[AIM OF THE EXERCISE] Emit a verbatim copy of the lines running from the line with "Query: black striped apron" through the end of the material below.
********
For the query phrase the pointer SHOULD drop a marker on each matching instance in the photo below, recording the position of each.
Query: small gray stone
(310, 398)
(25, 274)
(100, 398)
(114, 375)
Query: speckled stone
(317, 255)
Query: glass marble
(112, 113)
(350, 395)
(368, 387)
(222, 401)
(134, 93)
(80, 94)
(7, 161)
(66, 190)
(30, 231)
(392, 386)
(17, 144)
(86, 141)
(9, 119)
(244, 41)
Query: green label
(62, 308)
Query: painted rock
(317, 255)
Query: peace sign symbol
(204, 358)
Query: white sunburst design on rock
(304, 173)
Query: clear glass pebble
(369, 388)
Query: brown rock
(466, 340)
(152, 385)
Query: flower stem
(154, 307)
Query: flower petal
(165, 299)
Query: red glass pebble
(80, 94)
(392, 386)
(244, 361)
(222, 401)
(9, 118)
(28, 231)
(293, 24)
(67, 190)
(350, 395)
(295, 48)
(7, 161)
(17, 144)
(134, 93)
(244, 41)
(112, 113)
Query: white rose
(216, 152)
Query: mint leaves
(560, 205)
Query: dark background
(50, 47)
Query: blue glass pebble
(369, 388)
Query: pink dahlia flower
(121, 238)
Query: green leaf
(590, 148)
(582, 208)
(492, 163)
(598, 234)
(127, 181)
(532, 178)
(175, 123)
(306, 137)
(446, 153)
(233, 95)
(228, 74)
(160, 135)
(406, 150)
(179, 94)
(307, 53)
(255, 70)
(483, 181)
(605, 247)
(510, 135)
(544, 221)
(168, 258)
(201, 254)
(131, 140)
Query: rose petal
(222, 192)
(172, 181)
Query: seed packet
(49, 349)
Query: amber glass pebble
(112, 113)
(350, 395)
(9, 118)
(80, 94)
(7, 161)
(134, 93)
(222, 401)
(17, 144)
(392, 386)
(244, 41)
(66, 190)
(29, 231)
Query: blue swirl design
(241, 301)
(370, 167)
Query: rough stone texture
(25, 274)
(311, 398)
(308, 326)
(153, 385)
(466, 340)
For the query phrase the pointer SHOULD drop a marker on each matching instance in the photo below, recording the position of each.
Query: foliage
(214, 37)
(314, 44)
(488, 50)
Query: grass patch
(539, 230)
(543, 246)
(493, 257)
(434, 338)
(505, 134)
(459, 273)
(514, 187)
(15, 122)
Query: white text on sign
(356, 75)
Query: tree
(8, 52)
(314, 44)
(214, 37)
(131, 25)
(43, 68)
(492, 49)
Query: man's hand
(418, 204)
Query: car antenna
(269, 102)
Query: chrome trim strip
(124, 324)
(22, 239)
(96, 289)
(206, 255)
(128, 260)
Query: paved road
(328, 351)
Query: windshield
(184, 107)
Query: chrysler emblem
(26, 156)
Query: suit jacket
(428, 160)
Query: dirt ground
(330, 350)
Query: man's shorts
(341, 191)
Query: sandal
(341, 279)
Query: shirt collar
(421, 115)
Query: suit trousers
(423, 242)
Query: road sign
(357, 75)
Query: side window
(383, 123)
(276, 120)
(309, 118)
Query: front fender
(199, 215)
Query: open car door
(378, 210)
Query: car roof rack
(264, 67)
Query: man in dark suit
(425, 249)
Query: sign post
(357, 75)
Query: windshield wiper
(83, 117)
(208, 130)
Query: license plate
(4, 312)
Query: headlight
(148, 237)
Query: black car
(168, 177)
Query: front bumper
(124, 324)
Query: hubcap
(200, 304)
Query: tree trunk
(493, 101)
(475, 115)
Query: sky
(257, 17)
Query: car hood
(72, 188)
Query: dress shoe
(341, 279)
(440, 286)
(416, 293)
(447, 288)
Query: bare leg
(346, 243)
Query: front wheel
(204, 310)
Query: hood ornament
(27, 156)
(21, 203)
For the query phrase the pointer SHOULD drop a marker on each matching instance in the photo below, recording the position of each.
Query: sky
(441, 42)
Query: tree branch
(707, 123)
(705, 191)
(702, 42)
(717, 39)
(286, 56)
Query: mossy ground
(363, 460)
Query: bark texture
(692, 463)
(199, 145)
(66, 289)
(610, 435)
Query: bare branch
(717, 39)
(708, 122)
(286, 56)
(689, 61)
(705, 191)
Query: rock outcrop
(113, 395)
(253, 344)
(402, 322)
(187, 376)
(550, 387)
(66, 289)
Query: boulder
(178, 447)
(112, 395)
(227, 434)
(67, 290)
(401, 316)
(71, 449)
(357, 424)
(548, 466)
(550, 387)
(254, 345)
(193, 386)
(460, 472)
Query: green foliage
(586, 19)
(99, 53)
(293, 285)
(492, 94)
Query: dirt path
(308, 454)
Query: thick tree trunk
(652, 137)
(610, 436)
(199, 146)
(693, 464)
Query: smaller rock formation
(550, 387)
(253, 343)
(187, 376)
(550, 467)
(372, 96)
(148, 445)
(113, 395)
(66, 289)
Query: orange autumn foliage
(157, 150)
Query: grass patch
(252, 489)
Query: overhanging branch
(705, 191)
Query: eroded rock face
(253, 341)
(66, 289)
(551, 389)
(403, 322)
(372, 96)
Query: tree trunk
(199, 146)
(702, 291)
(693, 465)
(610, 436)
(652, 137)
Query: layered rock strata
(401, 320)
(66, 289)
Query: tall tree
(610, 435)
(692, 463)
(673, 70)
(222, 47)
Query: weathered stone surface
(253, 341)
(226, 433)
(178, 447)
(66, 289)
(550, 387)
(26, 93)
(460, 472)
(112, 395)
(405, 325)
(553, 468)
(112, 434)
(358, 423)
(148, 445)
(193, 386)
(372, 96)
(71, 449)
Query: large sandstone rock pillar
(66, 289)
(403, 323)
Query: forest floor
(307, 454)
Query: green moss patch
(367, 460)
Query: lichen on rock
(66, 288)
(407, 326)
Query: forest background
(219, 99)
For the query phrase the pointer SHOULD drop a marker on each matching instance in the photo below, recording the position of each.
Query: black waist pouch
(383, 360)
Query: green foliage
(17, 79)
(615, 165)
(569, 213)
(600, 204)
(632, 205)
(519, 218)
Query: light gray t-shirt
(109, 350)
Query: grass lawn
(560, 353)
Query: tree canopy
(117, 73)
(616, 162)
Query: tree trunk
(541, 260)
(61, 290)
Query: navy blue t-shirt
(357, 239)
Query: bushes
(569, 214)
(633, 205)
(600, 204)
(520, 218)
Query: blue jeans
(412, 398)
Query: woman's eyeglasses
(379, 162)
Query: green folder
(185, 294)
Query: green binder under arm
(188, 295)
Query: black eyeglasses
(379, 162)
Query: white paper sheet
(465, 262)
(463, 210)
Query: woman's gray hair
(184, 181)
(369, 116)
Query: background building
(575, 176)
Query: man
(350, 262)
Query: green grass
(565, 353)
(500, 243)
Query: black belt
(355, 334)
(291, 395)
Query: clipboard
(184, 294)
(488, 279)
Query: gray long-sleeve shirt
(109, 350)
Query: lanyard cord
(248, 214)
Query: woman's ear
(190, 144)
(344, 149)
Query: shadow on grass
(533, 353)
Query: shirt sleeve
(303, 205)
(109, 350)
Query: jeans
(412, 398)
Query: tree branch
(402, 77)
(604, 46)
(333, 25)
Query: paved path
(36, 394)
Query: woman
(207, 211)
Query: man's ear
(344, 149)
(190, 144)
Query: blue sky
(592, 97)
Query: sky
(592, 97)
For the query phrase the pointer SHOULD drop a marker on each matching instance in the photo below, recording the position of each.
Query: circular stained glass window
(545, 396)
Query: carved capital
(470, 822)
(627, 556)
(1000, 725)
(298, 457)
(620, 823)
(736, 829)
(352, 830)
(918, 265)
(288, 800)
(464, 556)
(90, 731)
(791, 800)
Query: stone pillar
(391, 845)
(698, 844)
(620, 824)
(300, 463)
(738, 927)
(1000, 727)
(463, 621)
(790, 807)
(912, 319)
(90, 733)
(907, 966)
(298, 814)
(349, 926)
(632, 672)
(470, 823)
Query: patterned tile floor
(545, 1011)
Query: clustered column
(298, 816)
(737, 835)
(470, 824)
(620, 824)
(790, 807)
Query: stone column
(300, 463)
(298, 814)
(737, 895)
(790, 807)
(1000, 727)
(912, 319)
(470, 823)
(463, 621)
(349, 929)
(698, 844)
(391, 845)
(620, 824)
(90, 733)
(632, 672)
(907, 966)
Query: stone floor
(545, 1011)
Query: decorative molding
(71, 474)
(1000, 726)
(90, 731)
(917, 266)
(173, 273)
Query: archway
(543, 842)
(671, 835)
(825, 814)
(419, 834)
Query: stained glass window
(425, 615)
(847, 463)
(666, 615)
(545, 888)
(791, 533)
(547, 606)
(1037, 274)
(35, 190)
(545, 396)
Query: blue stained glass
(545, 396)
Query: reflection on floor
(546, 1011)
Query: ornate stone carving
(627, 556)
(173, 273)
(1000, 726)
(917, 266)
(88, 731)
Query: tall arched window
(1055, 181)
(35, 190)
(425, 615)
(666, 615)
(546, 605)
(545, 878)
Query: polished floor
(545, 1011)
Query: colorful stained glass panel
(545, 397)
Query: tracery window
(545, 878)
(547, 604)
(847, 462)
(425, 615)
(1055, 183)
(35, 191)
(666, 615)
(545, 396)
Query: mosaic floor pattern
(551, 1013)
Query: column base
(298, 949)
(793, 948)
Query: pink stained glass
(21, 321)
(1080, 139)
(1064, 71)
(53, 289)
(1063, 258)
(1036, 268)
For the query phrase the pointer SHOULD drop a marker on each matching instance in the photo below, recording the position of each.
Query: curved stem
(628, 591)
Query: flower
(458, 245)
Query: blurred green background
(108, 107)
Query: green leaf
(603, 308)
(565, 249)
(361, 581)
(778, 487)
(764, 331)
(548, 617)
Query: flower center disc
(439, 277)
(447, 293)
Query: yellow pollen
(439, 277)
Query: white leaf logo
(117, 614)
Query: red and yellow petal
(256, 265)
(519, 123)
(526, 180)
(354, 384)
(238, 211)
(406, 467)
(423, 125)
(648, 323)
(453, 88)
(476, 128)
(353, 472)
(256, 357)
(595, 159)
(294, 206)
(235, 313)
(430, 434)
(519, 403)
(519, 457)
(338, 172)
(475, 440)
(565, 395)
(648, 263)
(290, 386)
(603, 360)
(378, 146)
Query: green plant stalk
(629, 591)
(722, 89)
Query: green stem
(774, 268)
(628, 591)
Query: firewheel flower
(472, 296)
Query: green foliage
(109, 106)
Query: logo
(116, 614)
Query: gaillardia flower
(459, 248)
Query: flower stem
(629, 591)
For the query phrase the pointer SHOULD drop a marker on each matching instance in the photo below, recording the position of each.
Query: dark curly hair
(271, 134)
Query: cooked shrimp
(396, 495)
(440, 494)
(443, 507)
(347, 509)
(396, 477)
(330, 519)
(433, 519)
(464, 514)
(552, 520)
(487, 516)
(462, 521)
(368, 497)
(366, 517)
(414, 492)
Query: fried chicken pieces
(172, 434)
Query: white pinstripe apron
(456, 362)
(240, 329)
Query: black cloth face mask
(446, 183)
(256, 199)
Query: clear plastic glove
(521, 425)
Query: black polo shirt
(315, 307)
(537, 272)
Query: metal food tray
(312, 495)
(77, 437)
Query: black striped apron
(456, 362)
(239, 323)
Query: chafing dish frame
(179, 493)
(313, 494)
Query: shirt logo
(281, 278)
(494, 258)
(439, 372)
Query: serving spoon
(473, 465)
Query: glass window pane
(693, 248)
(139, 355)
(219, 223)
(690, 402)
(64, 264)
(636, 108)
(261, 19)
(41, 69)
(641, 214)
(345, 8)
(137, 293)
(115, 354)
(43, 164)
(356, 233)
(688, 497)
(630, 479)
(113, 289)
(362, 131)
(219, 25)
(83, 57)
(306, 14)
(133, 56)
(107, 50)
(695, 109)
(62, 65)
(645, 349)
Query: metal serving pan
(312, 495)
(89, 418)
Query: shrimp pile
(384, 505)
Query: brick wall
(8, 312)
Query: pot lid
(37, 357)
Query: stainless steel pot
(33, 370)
********
[FINAL ANSWER]
Query: black striped apron
(456, 362)
(239, 323)
Query: chafing dish frame
(179, 493)
(313, 494)
Query: shirt logo
(281, 278)
(494, 258)
(439, 372)
Query: serving spoon
(473, 465)
Query: glass window pane
(693, 248)
(139, 355)
(219, 223)
(690, 402)
(64, 264)
(636, 108)
(261, 19)
(41, 69)
(641, 214)
(345, 8)
(137, 293)
(115, 354)
(43, 164)
(356, 233)
(688, 497)
(630, 479)
(113, 289)
(362, 131)
(219, 25)
(83, 57)
(306, 14)
(133, 56)
(107, 50)
(695, 109)
(62, 65)
(645, 349)
Query: metal serving pan
(312, 495)
(89, 418)
Query: shrimp pile
(384, 505)
Query: brick wall
(8, 312)
Query: pot lid
(37, 357)
Query: stainless steel pot
(33, 370)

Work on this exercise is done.